Work to complete:
Render every line of the listing below as a JSON list of strings, one string per line, with blank lines omitted.

Data for processing:
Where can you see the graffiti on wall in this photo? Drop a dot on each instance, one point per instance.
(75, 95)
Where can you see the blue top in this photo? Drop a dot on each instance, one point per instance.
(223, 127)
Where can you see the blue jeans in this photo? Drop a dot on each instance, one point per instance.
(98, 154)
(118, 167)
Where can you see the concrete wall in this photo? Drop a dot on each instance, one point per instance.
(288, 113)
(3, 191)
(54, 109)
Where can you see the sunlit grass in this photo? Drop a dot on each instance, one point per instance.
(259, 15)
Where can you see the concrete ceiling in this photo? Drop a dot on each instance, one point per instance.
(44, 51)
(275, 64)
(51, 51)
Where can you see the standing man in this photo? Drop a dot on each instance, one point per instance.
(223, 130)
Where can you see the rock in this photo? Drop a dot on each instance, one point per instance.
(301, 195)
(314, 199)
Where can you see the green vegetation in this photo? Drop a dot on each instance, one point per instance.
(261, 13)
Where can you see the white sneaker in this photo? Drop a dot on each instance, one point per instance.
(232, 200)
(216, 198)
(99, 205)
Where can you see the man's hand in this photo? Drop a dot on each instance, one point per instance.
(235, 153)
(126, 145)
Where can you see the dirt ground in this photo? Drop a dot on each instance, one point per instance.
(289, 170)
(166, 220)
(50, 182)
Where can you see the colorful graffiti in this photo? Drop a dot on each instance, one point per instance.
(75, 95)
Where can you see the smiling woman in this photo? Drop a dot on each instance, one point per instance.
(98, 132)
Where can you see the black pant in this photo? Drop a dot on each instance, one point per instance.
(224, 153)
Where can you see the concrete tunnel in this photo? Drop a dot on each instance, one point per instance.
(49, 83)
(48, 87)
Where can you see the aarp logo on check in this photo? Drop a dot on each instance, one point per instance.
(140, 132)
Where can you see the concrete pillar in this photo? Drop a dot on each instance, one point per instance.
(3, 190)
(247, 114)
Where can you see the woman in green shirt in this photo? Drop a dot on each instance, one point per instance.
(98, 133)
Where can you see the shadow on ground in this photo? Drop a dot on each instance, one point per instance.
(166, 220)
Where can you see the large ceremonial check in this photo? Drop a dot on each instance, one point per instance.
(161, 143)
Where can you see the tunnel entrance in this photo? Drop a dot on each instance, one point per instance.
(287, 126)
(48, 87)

Response:
[
  "Where can you see the graffiti on wall in this photo? Drop a dot on each instance, one point per instance.",
  "(75, 95)",
  "Where can you see the blue top in this photo? Drop a dot on each instance, one point per instance.",
  "(223, 127)",
  "Where can you see the blue jeans in this photo? Drop a dot on each instance, one point per instance.",
  "(98, 154)",
  "(118, 167)",
  "Where can you see the concrete wall in this photo? Drop a dot on each instance, one point per instance.",
  "(288, 113)",
  "(3, 191)",
  "(54, 109)",
  "Where can you see the sunlit grass in this photo? Drop a dot on each instance, one point per instance.",
  "(259, 15)",
  "Where can you see the concrete ceiling in this photo? Drop a dot on each instance, one point per instance.",
  "(44, 51)",
  "(275, 64)",
  "(51, 51)",
  "Where can you see the standing man in this photo? Drop a dot on each instance, one point per instance.",
  "(223, 130)",
  "Where can you see the rock in this photo? Drop a dot on each instance, one point per instance.",
  "(301, 195)",
  "(314, 199)",
  "Where can you see the green vegetation in this photo? Drop a dot on each instance, one point per instance.",
  "(261, 13)",
  "Where can you see the white sneaker in this photo? Drop a dot on each instance, one point per instance.",
  "(232, 200)",
  "(216, 198)",
  "(99, 205)",
  "Where can you see the man's hand in this photo? Drop a dot on each instance, one point per instance.",
  "(235, 153)",
  "(126, 145)",
  "Where can you see the dirt ground in this photo? Drop a dot on each instance, one point per instance.",
  "(289, 170)",
  "(166, 220)",
  "(50, 182)",
  "Where can you see the colorful graffiti in this photo? Drop a dot on each instance, one point per instance.",
  "(75, 95)",
  "Where can you see the smiling woman in this photo? Drop a dot on each instance, one point per instance.",
  "(98, 132)",
  "Where can you see the black pant in this photo? Drop a dot on each instance, one point per instance.",
  "(224, 153)",
  "Where can you see the concrete tunnel in this photo? Drop a dot on each instance, one point per instance.",
  "(49, 83)",
  "(48, 87)",
  "Where can you see the aarp logo on check in this photo? Drop a dot on each instance, one point per instance.",
  "(140, 132)",
  "Where can you see the concrete pillar in this photo? Drop a dot on each instance, one point per instance.",
  "(3, 190)",
  "(247, 114)",
  "Where can you see the woman in green shirt in this photo? Drop a dot on each instance, one point per instance.",
  "(98, 133)",
  "Where can you see the shadow on ground in this photo? Drop a dot on each instance, one point per instance.",
  "(166, 220)",
  "Where can you see the large ceremonial check in this photo? Drop a dot on each instance, one point per instance.",
  "(161, 143)",
  "Where can you see the tunnel entrance in this photo? Drop a dot on each instance, one point per instance.",
  "(287, 126)",
  "(48, 87)"
]